**DOCUMENT EXTRACT:**
-.-.-

I. Recurrence formula

For operators A_n+1(t) defined in a Banach space X, the recurrence formula is introduced by Y. Iwata ^[1]:

(1)  A_n+1 = (∂_t + A₁) A_n,      n = 1, 2, 3 ….

It shows a relation of operators or a relation of infinitesimal generators in X. In case of n = 1, this formula has the same form as the Miura transform, so that the same form as the Riccati’s differential equation. Essentially speaking, if non-trivial u satisfies the n-th order differential equation

(2)  ∂_tⁿ u = A_n u,

then the solution u satisfies one-order higher equation

(3)  ∂_tⁿ⁺¹ u = A_n+1 u

at the same time, where for a given infinitesimal generator A_n, another infinitesimal generator A_n+1 is determined by Eq. (1) automatically. Here u and ∂_tⁿ u are assumed to commute for any natural number n, then A_n is formally represented by

(4)  A_n = u^-1 ∂_tⁿ u

for a certain non-trivial solution u. This representation generally works for representing the infinitesimal generator, as

(5)  A_n u = u^-1 (∂_tⁿ u) u = u^-1 u (∂_tⁿ u) = ∂_tⁿ u

is true. Note that, once the representation (4) is accepted, An should be treated as consisting of the two components u^-1 and ∂_tⁿ that are generally dependent on t.

2. Solution

2.1. Formal Argument

By solving Eq. (1), a sequence of operators A₁, A₂, … A_k … is obtained. The general term of a sequence is represented by

(6)  A_k = (∂_t + A₁) A_k-1 = (∂_t + A₁)^k-1 A₁,

where the operator "∂_t + A₁" is taking from the left-hand side, and ∂_t and A_k depending generally on t are not necessarily assumed to commute. This shows a sequence of formal solutions, and the interplay between ∂_t and A_k leads to the disappearance of term as seen in following concrete examples. It means that a set of infinitesimal generators exists at the least, and therefore the existence of a set of differential equations sharing one common solution follows. Consequently, beginning with the first order equation ∂_t u = A₁ u, the concept of general form of n-th order differential equation

(7)  ∂_tⁿu = (∂_t + A₁)^n-1 A₁u

is obtained.

-.-.-

**DIRECTIONS FOR THIS TASK:** Write the next part of the write-up on the operator recurrence formula, starting right after its last sentence.

**DATA EXTRACT:**
-.-.-

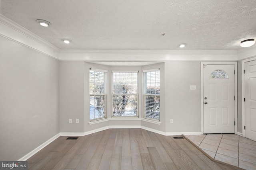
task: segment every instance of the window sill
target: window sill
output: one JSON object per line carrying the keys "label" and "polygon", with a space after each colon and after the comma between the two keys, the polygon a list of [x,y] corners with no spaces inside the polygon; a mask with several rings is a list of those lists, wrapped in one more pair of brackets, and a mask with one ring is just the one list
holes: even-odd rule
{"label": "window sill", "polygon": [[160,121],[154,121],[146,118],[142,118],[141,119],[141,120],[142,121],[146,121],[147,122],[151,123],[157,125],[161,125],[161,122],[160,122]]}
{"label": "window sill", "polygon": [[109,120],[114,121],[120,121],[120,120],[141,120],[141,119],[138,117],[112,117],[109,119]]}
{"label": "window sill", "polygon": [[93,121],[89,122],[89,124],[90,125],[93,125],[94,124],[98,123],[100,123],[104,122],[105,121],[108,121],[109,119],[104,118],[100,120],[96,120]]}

-.-.-

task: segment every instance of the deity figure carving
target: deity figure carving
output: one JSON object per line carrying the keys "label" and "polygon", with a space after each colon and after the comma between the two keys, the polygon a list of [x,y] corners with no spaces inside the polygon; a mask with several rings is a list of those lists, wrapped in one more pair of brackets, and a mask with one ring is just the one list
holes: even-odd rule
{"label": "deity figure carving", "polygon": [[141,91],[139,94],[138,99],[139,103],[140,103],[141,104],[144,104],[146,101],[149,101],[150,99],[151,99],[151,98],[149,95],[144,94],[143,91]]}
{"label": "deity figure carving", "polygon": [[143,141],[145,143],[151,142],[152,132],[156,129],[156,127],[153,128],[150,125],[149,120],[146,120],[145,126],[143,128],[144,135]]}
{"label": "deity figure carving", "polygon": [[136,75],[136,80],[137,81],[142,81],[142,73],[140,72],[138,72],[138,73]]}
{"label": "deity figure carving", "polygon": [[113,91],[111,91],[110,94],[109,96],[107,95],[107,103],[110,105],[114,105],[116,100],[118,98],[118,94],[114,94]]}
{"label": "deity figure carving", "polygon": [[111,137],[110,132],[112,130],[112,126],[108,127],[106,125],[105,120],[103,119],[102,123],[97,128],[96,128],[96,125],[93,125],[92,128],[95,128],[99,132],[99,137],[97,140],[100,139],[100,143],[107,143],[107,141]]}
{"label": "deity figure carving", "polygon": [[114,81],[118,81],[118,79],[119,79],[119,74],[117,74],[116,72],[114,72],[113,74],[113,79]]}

-.-.-

**THE OUTPUT:**
2.2. Proof

The proof is tersely shown. If the representation (2) is true, the concept of connecting different equations by Eq. (1) is readily proved to be true. For a certain u satisfying the differential equations up to (n-1)th order, by substituting Eq.(4) to Eq. (1), the right-hand side of Eq. (1) is calculated as

(8)  (∂_t + A₁) A_n = (∂_t + A₁) u^-1 ∂_tⁿ u
                         = ∂_t (u^-1 ∂_tⁿ u) + A₁ u^-1 ∂_tⁿ u
                         = - u^-2(∂_t u) ∂_tⁿ u + u^-1 ∂_tⁿ⁺¹ u + u^-2 (∂^t u) ∂_tⁿ u
                         = u^-1 ∂_tⁿ⁺¹ u

which is expected to be equal to An+1. Note again that the commutation assumption is applied.

3. Examples

3.1. Ordinary Differential Equation (finite-dimensional X)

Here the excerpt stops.